Please copy the entries below word for word, with every point, and leave out the pictures.

> [Excerpts from point annotation data]
* BEGIN *

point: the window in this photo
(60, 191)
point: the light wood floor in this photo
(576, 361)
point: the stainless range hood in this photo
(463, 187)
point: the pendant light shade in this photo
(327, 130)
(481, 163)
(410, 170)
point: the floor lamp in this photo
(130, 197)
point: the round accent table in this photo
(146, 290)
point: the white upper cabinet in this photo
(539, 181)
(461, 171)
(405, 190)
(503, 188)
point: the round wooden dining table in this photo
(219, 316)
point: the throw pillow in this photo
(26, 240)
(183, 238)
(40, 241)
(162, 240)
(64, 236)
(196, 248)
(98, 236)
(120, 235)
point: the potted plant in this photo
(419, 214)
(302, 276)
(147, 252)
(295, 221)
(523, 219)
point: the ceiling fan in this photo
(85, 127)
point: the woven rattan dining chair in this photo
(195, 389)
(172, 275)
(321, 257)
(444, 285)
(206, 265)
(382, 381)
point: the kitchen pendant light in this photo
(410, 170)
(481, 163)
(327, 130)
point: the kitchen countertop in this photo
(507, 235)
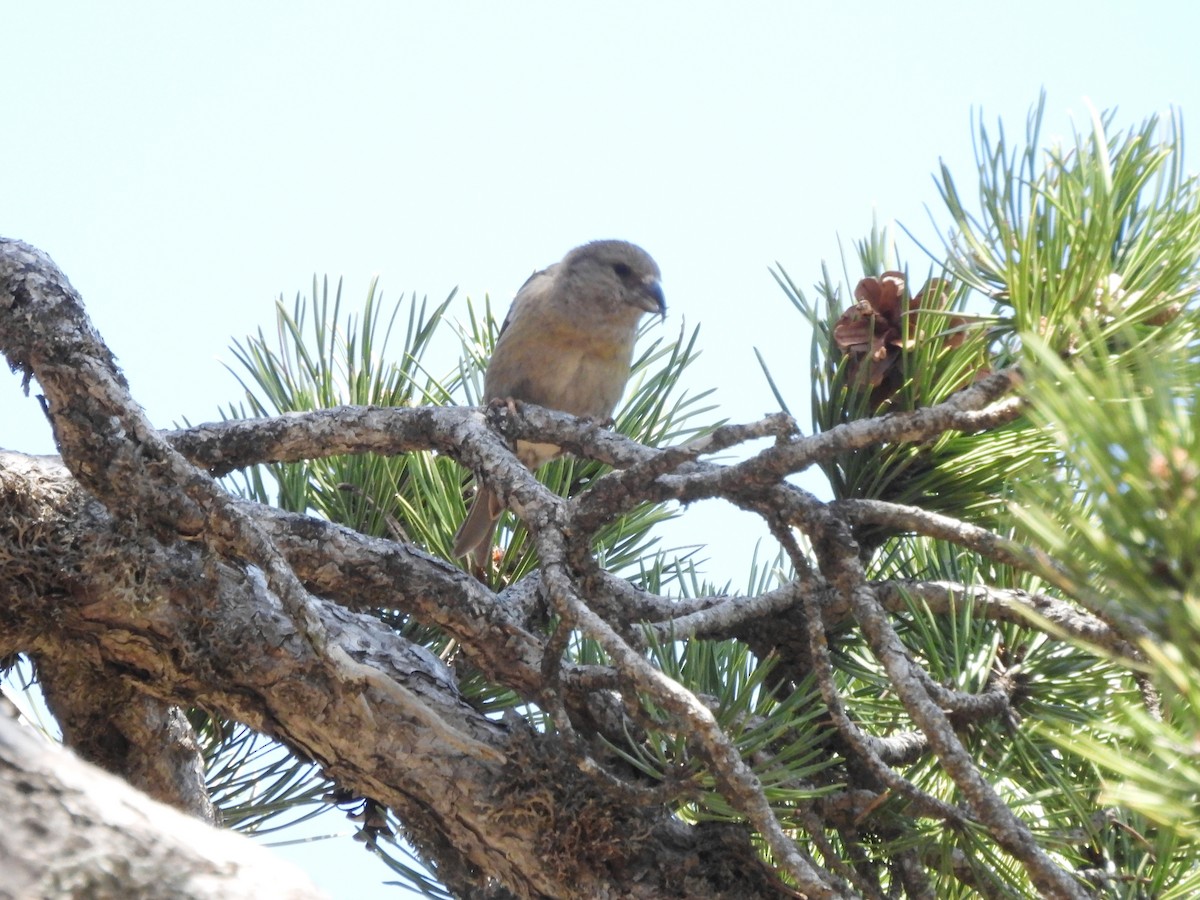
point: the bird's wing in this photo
(535, 285)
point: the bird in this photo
(567, 343)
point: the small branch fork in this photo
(311, 580)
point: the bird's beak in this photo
(651, 298)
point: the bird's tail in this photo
(475, 533)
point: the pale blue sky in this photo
(186, 163)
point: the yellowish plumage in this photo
(567, 343)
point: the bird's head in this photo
(625, 270)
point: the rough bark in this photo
(73, 831)
(138, 585)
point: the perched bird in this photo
(567, 345)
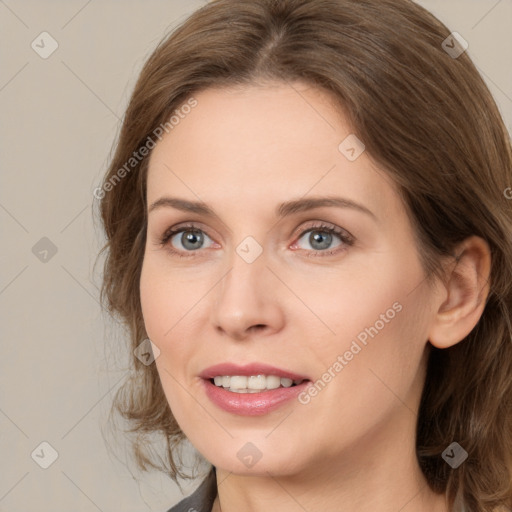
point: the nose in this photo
(247, 300)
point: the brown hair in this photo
(426, 118)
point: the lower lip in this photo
(251, 404)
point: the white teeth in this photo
(252, 383)
(238, 382)
(257, 382)
(286, 382)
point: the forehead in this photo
(263, 143)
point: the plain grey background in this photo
(60, 116)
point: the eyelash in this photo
(346, 239)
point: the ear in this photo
(466, 289)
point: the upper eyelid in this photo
(298, 232)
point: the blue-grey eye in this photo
(190, 239)
(319, 239)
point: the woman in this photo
(306, 214)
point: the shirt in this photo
(201, 500)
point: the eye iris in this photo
(320, 237)
(191, 237)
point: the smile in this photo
(253, 383)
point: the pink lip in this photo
(250, 404)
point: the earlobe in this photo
(466, 289)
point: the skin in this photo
(243, 152)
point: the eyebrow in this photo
(283, 210)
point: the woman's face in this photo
(264, 276)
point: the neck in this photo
(379, 472)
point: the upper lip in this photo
(248, 369)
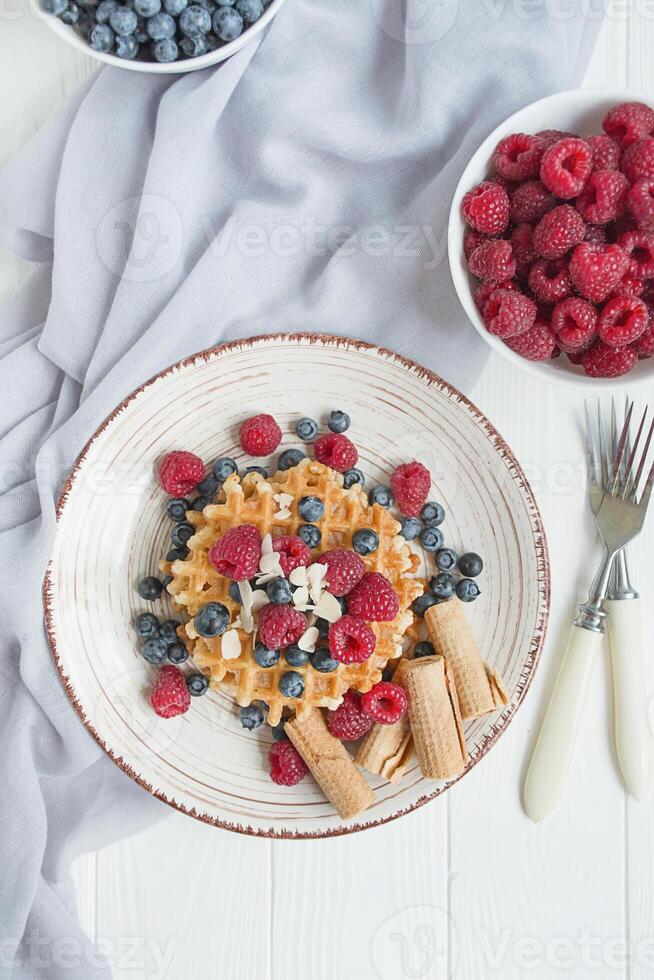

* END *

> [CORRECT ANSWER]
point: the window in this photo
(60, 191)
point: the light wood floor in this photo
(576, 361)
point: the stainless range hood in this photo
(463, 187)
point: the pendant light shade in this photo
(327, 130)
(481, 163)
(410, 170)
point: the floor lamp in this photo
(130, 197)
point: the round accent table in this photo
(146, 290)
point: the white upper cabinet in this photo
(539, 181)
(461, 171)
(405, 190)
(503, 188)
point: the round wooden dining table in this photo
(219, 316)
point: the throw pillow in this photo
(26, 240)
(183, 238)
(40, 241)
(162, 240)
(64, 236)
(196, 248)
(98, 236)
(120, 235)
point: the potted plant in this photo
(419, 214)
(302, 276)
(147, 252)
(295, 221)
(523, 219)
point: the ceiling fan in this photo
(85, 127)
point: the woven rattan dining chair in this photo
(195, 389)
(172, 275)
(321, 257)
(444, 285)
(206, 265)
(382, 381)
point: the kitchen pendant light in this photo
(410, 170)
(481, 163)
(327, 130)
point: the kitchen countertop in this photo
(507, 235)
point: the bird's wing in this photo
(535, 285)
point: the bird in this photo
(567, 343)
point: the small branch fork in this photo
(311, 580)
point: the bird's beak in this photo
(651, 298)
point: the bird's tail in this photo
(475, 533)
point: the pale blue sky in this photo
(186, 163)
point: the yellowish plumage in this photo
(567, 343)
point: the bird's head in this photo
(625, 270)
point: the rough bark in this photo
(73, 831)
(138, 585)
point: the perched bird in this photo
(567, 345)
point: the nose in this photo
(247, 300)
point: the brown hair in this photo
(426, 118)
point: the lower lip in this photo
(251, 404)
point: the white teeth in this photo
(252, 383)
(238, 382)
(257, 382)
(286, 382)
point: the forehead in this photo
(263, 143)
point: the plain grey background in this photo
(60, 116)
point: the eyelash in this photo
(346, 239)
point: the ear in this photo
(466, 289)
point: the upper eyelid in this photo
(298, 232)
point: the blue-grey eye in this photo
(190, 239)
(319, 239)
point: the woman in this photo
(306, 214)
point: the shirt in this photo
(201, 500)
point: the eye iris in this photo
(320, 237)
(191, 237)
point: the smile in this photo
(253, 383)
point: the pink lip in this photo
(250, 404)
point: the earlobe in this photo
(466, 289)
point: the skin in this photo
(243, 152)
point: the eyebrow in this photo
(283, 210)
point: the woman's face in this photo
(264, 276)
point: the neck in this photo
(379, 472)
point: the upper lip in this photo
(248, 369)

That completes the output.